→ **RECORD EXTRACTS**

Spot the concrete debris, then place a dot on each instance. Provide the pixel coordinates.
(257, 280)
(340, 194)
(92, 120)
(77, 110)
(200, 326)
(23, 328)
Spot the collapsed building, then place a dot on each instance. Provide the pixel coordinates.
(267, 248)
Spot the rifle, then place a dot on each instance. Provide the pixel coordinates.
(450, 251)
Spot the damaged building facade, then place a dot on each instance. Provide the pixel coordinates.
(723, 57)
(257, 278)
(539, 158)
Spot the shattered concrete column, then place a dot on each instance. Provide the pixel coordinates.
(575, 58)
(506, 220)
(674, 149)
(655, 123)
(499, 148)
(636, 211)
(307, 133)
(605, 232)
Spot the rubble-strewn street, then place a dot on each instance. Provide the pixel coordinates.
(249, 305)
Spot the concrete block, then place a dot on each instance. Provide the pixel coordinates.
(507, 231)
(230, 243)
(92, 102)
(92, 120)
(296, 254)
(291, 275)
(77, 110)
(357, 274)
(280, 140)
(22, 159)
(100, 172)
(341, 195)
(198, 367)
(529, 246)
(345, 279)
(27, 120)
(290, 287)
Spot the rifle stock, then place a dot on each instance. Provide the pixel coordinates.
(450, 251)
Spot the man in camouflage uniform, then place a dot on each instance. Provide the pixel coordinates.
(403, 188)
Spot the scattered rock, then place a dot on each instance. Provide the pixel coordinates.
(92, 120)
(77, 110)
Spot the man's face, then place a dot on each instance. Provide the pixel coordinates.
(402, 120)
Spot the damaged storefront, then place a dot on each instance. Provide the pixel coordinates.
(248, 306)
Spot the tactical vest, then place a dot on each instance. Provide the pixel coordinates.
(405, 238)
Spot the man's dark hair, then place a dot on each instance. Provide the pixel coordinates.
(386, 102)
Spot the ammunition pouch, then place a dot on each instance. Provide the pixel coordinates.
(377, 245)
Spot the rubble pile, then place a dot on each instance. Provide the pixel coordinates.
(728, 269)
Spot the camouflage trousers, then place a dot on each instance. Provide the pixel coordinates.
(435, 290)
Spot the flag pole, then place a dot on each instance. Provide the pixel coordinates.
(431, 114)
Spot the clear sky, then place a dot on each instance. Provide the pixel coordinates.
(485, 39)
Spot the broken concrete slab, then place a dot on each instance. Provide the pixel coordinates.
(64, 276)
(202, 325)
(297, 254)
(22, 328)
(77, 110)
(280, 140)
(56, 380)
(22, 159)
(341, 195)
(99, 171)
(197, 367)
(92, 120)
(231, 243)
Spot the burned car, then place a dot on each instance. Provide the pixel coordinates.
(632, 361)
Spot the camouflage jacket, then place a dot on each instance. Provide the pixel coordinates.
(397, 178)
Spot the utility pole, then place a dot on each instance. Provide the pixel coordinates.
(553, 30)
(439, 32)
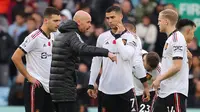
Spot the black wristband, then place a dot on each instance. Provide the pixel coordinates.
(177, 58)
(144, 79)
(90, 87)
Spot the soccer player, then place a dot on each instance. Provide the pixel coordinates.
(37, 47)
(152, 69)
(187, 28)
(173, 80)
(67, 46)
(152, 66)
(116, 81)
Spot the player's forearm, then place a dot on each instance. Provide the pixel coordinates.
(145, 84)
(95, 68)
(125, 51)
(20, 66)
(171, 72)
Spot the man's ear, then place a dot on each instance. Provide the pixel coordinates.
(45, 20)
(188, 31)
(78, 22)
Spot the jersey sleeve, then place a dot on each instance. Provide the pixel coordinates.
(178, 45)
(96, 64)
(126, 47)
(29, 43)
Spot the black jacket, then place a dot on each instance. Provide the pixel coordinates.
(66, 49)
(7, 47)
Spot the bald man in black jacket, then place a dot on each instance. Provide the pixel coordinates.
(66, 49)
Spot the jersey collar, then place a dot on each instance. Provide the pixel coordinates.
(172, 32)
(44, 33)
(118, 35)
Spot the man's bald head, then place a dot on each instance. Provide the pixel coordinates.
(83, 19)
(80, 15)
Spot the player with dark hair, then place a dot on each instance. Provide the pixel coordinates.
(116, 86)
(37, 47)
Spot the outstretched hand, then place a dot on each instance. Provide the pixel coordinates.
(112, 56)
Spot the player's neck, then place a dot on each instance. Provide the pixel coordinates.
(170, 29)
(114, 30)
(197, 94)
(46, 31)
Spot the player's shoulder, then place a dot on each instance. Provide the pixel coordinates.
(105, 34)
(35, 34)
(177, 37)
(52, 35)
(130, 36)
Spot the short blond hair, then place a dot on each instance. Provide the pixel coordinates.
(171, 15)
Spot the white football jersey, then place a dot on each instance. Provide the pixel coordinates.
(175, 46)
(116, 78)
(139, 88)
(38, 49)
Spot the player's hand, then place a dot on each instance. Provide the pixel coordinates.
(120, 28)
(92, 93)
(34, 81)
(112, 56)
(156, 84)
(146, 95)
(189, 54)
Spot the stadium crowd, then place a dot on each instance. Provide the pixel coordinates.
(18, 18)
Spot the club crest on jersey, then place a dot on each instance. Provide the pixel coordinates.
(178, 48)
(166, 46)
(124, 41)
(44, 45)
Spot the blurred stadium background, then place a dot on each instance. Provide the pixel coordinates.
(20, 17)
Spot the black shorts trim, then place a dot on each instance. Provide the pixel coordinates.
(22, 49)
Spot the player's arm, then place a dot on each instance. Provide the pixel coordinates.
(84, 49)
(17, 60)
(141, 75)
(126, 48)
(189, 55)
(27, 46)
(94, 71)
(178, 50)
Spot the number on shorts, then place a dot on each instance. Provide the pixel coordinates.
(170, 109)
(143, 108)
(132, 105)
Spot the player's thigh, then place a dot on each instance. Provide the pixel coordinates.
(101, 108)
(38, 96)
(27, 95)
(48, 104)
(126, 102)
(109, 103)
(65, 106)
(159, 105)
(176, 103)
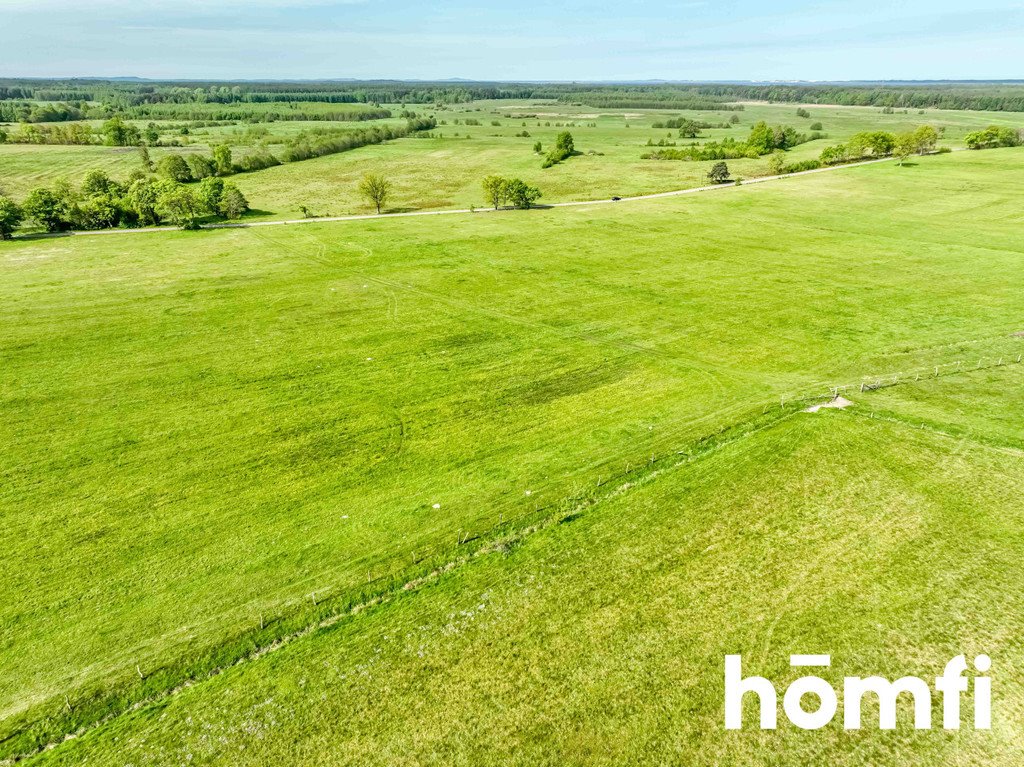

→ **THE REQUEST**
Gather every line of the items above that contains the string "hand", matching case exactly.

→ **WRITTEN RESPONSE**
Spot the outstretched hand, then place a dot on each instance. Provide the pixel coordinates.
Spot the player's hand, then place a dot on each instance. Provide the pixel coordinates.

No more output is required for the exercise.